- _Directive_: Can you show every line in the records below that contains the word "Target"?

- _Record extracts_:
• • • • • • •
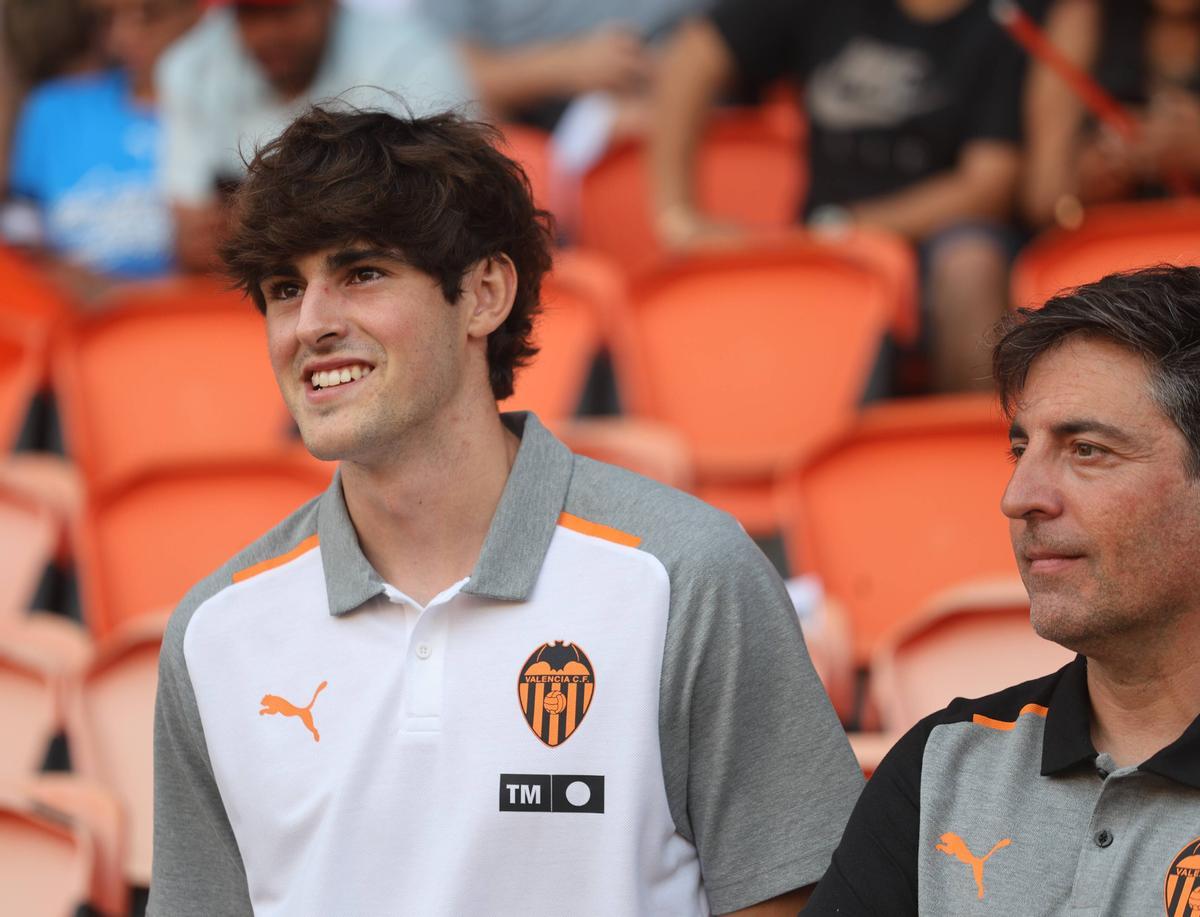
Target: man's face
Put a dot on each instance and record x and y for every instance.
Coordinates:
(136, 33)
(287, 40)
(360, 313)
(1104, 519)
• • • • • • •
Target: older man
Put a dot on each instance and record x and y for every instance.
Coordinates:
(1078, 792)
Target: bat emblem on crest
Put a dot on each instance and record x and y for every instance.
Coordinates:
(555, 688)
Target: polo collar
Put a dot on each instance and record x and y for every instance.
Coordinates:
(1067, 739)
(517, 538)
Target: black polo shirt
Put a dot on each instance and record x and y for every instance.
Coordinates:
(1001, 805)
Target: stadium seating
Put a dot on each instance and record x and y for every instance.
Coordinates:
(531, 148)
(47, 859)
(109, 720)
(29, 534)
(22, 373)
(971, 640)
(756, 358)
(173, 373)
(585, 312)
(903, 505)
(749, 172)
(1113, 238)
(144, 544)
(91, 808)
• • • • • • •
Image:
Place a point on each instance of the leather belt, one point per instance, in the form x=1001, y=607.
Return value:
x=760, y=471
• • • • • • •
- _The response_:
Target: man's face
Target: older man
Target: bat emblem on crest
Target: polo collar
Target: black polo shirt
Target: stadium seating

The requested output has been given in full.